(Pointing entries for named objects)
>> Start

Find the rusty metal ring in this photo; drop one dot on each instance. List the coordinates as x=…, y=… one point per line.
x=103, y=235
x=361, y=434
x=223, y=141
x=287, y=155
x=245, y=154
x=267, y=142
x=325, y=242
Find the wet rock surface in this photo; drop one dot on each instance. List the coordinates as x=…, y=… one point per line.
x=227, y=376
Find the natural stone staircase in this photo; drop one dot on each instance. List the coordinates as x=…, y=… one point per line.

>> End

EXERCISE AIM
Put every line of the records above into a numbered list, omitting blank lines.

SOLUTION TO THE PROBLEM
1. Find the rusty metal ring in this photo; drop one dot on each instance. List the coordinates as x=…, y=… one point per line.
2. x=103, y=235
3. x=361, y=434
4. x=223, y=141
5. x=287, y=155
6. x=245, y=154
7. x=267, y=142
8. x=325, y=242
9. Find the wet rock surface in this photo; drop one dot on each instance. List the coordinates as x=…, y=… one point per line.
10. x=227, y=376
11. Find the natural stone staircase in this photo; drop one dot on each instance. List the coordinates as x=…, y=… one point per line.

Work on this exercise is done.